§ **Trabajo requerido**: Cambia "evenodd" por "nonzero" en todos los registros y vuelve a escribir estas líneas sin modificar nada más.

----- Filas de datos -----

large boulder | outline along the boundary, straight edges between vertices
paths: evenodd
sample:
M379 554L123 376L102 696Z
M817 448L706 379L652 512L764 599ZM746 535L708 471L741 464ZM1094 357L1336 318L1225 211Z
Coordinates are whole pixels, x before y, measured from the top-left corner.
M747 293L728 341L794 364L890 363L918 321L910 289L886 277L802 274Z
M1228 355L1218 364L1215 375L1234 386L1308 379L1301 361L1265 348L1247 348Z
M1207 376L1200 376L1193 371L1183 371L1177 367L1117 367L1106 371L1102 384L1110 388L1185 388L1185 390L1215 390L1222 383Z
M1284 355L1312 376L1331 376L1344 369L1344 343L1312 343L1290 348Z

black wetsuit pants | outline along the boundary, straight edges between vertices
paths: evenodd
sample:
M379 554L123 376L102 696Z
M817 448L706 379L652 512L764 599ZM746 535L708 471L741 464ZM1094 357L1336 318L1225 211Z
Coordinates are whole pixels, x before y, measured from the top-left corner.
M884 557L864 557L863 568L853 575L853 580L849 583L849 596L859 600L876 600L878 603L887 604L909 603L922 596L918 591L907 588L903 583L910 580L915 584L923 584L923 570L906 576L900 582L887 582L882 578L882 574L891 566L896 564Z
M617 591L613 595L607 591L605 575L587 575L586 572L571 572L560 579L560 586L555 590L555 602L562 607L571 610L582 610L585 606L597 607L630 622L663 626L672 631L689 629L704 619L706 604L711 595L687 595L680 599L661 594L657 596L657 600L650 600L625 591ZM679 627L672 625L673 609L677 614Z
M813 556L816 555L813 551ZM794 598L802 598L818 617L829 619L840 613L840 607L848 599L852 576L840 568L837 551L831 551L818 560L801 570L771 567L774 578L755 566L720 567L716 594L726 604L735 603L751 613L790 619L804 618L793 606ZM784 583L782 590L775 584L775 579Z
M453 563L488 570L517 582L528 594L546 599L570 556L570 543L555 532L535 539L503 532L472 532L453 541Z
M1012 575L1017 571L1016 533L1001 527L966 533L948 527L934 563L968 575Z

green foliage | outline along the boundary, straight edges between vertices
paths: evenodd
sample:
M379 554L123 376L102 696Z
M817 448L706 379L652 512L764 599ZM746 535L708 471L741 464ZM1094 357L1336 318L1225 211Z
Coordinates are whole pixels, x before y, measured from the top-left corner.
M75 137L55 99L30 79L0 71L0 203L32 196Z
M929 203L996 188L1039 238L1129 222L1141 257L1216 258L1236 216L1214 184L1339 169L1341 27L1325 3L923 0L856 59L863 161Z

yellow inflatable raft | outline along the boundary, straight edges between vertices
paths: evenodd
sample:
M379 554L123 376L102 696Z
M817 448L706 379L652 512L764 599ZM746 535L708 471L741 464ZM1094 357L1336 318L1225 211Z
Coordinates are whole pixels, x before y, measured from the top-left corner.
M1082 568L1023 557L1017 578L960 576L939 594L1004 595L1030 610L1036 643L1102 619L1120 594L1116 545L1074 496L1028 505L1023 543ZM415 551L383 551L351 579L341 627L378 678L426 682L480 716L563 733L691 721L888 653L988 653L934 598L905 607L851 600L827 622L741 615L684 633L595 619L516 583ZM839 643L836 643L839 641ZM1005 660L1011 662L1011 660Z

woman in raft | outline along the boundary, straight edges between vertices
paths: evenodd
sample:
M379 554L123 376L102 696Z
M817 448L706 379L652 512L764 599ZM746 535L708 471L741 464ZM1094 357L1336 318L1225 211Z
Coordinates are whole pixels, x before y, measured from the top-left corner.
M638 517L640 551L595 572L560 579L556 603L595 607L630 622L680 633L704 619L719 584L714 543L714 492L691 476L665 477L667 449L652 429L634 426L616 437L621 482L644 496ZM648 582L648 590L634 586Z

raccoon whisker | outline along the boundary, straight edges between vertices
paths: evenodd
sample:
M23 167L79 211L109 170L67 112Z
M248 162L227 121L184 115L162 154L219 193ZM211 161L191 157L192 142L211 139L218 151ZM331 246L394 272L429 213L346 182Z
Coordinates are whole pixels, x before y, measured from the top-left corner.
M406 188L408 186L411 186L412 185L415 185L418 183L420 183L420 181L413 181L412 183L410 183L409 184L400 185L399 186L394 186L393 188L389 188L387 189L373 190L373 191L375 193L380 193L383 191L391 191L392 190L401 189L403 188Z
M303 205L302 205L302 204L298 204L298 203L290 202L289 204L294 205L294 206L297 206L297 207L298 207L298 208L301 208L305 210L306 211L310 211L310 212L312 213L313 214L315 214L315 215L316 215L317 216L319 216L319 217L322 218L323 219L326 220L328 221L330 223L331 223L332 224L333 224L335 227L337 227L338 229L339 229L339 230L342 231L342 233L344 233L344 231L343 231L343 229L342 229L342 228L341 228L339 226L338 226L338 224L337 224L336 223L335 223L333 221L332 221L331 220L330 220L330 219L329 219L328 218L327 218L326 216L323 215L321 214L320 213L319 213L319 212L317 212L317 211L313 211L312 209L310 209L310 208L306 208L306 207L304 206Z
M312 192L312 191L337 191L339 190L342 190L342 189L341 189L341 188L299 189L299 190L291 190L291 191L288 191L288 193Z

-----

§ **Respuesta correcta**:
large boulder | outline along the boundary, straight edges between vertices
paths: nonzero
sample:
M379 554L123 376L102 696Z
M817 448L706 379L652 512L764 599ZM746 535L708 471L741 464ZM1094 357L1336 318L1225 211Z
Coordinates are whole pixels, x before y, measured from the top-left corner.
M747 293L728 341L794 364L890 363L918 321L910 289L886 277L802 274Z
M1228 355L1218 364L1215 375L1234 386L1308 379L1301 361L1265 348L1247 348Z
M1207 376L1200 376L1193 371L1183 371L1177 367L1117 367L1106 371L1102 384L1110 388L1185 388L1185 390L1215 390L1222 383Z
M1284 355L1312 376L1331 376L1344 369L1344 343L1312 343L1290 348Z

black wetsuit pants | outline along the boundary, straight edges between vertices
paths: nonzero
sample:
M379 554L123 376L102 696Z
M817 448L706 379L652 512L764 599ZM746 535L708 471L741 464ZM1094 357L1336 318L1225 211Z
Coordinates are whole pixels, x before y, measured from the top-left corner.
M884 557L864 557L863 568L853 575L853 580L849 583L849 596L859 600L876 600L878 603L887 604L909 603L922 596L918 591L907 588L903 583L910 580L915 584L923 584L923 570L906 576L900 582L887 582L882 578L882 574L891 566L896 564Z
M617 591L613 595L607 591L605 575L587 575L586 572L571 572L560 579L560 586L555 590L555 602L562 607L571 610L582 610L585 606L597 607L630 622L663 626L672 631L689 629L704 619L706 604L711 595L687 595L680 599L661 594L657 596L657 600L650 600L625 591ZM679 627L672 625L673 609L677 614Z
M813 556L816 555L813 551ZM794 598L802 598L818 617L829 619L840 613L840 607L848 599L852 576L840 568L837 551L831 551L818 560L801 570L771 567L774 578L755 566L720 567L716 594L726 604L735 603L751 613L790 619L804 618L793 606ZM784 583L782 590L775 584L775 579Z
M453 563L488 570L517 582L528 594L546 599L570 556L570 543L555 532L535 539L503 532L472 532L453 541Z
M1012 575L1017 571L1016 533L1001 527L966 533L948 527L934 563L968 575Z

green foliage | outline along the boundary, straight edges between vertices
paths: nonzero
sample:
M379 554L123 376L102 696Z
M817 448L706 379L652 512L764 599ZM746 535L708 471L741 464ZM1094 357L1336 318L1225 211Z
Coordinates are whole pixels, x before y, measured from the top-left corner.
M75 137L55 99L30 79L0 71L0 203L32 196Z
M929 203L996 188L1039 238L1129 222L1141 257L1216 258L1236 216L1214 184L1339 169L1341 27L1325 3L923 0L856 59L863 161Z

yellow inflatable raft | outline along the boundary, straight edges between vertices
paths: nonzero
sample:
M379 554L123 376L102 696Z
M817 448L706 379L652 512L764 599ZM746 535L708 471L741 464ZM1094 357L1336 318L1225 211Z
Coordinates are whole pixels, x before y, measured from the top-left corner.
M1082 568L1023 557L1017 578L960 576L939 594L1004 595L1030 610L1036 643L1102 619L1120 594L1116 545L1074 496L1028 505L1023 543ZM415 551L383 551L351 579L341 627L378 678L426 682L480 716L563 733L691 721L888 653L988 653L934 598L905 607L851 600L827 622L741 615L684 633L595 619L516 583ZM839 643L836 643L839 641ZM1005 660L1011 662L1011 660Z

woman in raft | outline along the boundary, straight edges between vertices
paths: nonzero
sample:
M379 554L123 376L102 696Z
M817 448L706 379L652 512L764 599ZM746 535L708 471L741 464ZM1094 357L1336 318L1225 211Z
Coordinates are whole pixels, x before y, measured from the top-left corner.
M638 517L640 551L595 572L560 579L556 603L595 607L630 622L680 633L704 619L719 584L714 543L714 492L691 476L665 477L667 449L652 429L634 426L616 437L621 482L644 496ZM648 582L648 590L634 586Z

raccoon whisker | outline along the boundary, straight edges between vertices
paths: nonzero
sample:
M23 167L79 211L109 170L67 112Z
M248 162L227 121L184 115L162 154L219 193ZM211 161L191 157L192 142L211 139L218 151ZM331 246L394 272L429 213L346 182Z
Coordinates are whole pixels, x before y, measured from the top-left corner.
M406 188L408 186L411 186L412 185L415 185L418 183L420 183L420 181L413 181L412 183L410 183L409 184L400 185L399 186L394 186L393 188L389 188L387 189L373 190L373 191L375 193L380 193L383 191L391 191L392 190L401 189L403 188Z
M303 205L302 205L302 204L298 204L298 203L290 202L289 204L294 205L294 206L297 206L297 207L298 207L298 208L301 208L305 210L306 211L310 211L310 212L312 213L313 214L315 214L315 215L316 215L317 216L319 216L319 217L322 218L323 219L326 220L328 221L330 223L331 223L332 224L333 224L335 227L337 227L338 229L339 229L339 230L342 231L342 233L344 233L344 231L343 231L343 229L342 229L342 228L341 228L339 226L338 226L338 224L337 224L336 223L335 223L333 221L332 221L331 220L330 220L330 219L329 219L328 218L327 218L326 216L323 215L321 214L320 213L319 213L319 212L317 212L317 211L313 211L312 209L310 209L310 208L306 208L306 207L304 206Z
M312 192L312 191L337 191L339 190L342 190L342 189L341 189L341 188L299 189L299 190L291 190L291 191L288 191L288 193Z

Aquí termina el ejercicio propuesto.